[Annotation dataset entries]
•••
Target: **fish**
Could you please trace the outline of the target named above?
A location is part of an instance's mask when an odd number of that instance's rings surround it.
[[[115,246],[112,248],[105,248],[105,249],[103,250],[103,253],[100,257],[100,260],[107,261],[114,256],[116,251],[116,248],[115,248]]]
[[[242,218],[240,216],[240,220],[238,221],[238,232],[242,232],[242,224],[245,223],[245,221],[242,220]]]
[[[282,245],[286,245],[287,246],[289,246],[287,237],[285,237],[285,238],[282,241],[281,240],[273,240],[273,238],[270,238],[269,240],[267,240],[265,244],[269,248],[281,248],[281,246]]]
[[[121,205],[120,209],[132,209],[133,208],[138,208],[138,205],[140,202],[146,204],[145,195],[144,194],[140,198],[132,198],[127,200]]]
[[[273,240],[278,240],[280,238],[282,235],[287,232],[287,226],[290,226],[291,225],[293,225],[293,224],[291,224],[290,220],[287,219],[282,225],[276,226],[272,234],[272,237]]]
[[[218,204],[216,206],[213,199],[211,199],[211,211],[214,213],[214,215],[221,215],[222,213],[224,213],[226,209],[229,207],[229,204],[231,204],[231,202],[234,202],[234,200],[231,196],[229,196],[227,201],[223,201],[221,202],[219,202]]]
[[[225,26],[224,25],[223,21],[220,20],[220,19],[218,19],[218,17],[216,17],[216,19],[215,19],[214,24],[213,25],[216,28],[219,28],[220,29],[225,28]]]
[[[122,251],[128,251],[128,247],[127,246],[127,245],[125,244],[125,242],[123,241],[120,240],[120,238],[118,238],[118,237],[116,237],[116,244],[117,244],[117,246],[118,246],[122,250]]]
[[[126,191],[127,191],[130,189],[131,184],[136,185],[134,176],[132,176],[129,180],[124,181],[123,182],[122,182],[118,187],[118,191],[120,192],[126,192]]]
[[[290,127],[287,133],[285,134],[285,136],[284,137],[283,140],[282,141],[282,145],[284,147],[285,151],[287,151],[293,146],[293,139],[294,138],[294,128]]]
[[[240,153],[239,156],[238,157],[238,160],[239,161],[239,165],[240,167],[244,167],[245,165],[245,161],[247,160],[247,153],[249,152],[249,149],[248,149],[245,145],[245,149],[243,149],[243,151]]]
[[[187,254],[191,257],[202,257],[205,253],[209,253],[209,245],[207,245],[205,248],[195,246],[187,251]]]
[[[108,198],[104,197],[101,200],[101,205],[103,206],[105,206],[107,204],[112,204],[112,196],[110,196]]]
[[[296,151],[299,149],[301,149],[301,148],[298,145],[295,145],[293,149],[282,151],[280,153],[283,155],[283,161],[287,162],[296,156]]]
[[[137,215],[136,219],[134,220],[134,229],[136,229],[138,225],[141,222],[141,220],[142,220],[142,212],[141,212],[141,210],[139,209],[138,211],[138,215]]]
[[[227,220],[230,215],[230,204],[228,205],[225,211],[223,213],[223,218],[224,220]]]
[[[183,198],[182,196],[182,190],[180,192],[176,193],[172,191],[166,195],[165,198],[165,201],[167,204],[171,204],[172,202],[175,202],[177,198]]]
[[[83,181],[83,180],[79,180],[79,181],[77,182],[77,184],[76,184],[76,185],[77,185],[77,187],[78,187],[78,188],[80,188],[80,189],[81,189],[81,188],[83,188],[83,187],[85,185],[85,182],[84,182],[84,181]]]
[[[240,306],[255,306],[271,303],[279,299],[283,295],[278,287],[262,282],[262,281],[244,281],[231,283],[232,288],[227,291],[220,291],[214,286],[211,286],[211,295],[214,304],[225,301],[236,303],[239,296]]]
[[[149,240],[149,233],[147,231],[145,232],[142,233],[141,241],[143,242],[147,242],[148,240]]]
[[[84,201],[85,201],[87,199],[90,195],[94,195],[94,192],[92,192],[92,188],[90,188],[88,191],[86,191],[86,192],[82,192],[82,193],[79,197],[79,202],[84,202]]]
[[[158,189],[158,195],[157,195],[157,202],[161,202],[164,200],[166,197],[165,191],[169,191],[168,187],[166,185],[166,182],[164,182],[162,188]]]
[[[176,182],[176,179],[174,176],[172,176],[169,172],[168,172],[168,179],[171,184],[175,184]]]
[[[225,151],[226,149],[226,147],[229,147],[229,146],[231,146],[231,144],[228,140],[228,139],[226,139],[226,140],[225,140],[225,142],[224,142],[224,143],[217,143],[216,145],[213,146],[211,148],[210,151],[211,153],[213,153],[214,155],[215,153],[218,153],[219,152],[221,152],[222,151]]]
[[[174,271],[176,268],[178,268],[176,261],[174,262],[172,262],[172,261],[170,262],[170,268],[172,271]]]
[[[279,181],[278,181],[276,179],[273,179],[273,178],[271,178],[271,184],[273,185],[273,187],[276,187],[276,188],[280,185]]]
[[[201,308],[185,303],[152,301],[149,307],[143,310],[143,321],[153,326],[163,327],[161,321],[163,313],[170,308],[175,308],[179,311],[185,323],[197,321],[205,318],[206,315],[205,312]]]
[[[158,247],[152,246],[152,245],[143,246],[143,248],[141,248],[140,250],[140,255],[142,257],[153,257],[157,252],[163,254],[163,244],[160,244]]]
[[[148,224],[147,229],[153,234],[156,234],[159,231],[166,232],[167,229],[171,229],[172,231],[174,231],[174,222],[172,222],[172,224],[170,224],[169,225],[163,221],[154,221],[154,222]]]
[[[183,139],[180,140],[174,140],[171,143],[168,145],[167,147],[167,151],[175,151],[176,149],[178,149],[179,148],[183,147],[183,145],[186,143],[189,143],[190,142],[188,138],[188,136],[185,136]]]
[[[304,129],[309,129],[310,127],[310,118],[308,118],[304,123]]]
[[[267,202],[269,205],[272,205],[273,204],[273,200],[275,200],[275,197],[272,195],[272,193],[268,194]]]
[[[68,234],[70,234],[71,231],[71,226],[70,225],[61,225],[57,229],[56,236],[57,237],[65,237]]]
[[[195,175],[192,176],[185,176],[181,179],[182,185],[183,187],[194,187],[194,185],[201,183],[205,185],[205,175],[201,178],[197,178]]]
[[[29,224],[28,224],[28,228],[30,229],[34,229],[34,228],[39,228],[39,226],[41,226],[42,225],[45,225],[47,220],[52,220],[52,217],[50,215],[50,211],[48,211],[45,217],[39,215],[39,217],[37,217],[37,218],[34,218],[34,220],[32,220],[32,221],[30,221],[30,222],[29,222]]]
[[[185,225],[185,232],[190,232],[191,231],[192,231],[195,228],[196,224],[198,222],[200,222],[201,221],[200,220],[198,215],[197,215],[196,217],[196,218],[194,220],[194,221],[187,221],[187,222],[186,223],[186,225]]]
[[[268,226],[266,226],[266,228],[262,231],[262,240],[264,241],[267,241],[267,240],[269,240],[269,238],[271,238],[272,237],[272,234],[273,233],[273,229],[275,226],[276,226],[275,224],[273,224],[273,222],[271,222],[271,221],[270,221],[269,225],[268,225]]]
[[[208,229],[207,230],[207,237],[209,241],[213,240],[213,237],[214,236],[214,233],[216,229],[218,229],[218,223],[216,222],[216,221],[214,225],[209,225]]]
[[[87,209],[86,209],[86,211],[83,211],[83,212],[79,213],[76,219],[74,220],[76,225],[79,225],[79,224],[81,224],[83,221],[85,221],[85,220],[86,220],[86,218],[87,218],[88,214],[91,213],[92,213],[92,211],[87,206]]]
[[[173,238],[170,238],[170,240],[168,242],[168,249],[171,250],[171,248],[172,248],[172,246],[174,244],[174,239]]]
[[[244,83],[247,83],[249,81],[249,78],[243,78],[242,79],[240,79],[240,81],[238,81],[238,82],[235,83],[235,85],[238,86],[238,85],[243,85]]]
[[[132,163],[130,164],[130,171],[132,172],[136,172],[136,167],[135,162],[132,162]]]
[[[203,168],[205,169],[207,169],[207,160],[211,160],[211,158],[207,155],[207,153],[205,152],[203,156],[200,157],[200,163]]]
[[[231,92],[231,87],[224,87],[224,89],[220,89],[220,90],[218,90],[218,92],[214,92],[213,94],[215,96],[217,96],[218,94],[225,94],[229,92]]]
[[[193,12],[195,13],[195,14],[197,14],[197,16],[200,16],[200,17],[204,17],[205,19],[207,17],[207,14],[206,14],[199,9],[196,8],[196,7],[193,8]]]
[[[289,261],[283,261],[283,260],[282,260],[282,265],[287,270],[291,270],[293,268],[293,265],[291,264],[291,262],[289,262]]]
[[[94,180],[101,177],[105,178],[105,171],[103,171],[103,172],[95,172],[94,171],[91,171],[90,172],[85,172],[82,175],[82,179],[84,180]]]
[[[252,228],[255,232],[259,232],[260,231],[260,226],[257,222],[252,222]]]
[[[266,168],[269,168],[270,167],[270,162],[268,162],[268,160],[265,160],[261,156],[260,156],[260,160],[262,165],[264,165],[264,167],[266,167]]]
•••
- [AIM]:
Report every line of the records above that contains the word "trace". Matching is case-sensitive.

- [RESPONSE TO THIS TASK]:
Could you please trace the outline of the target named above?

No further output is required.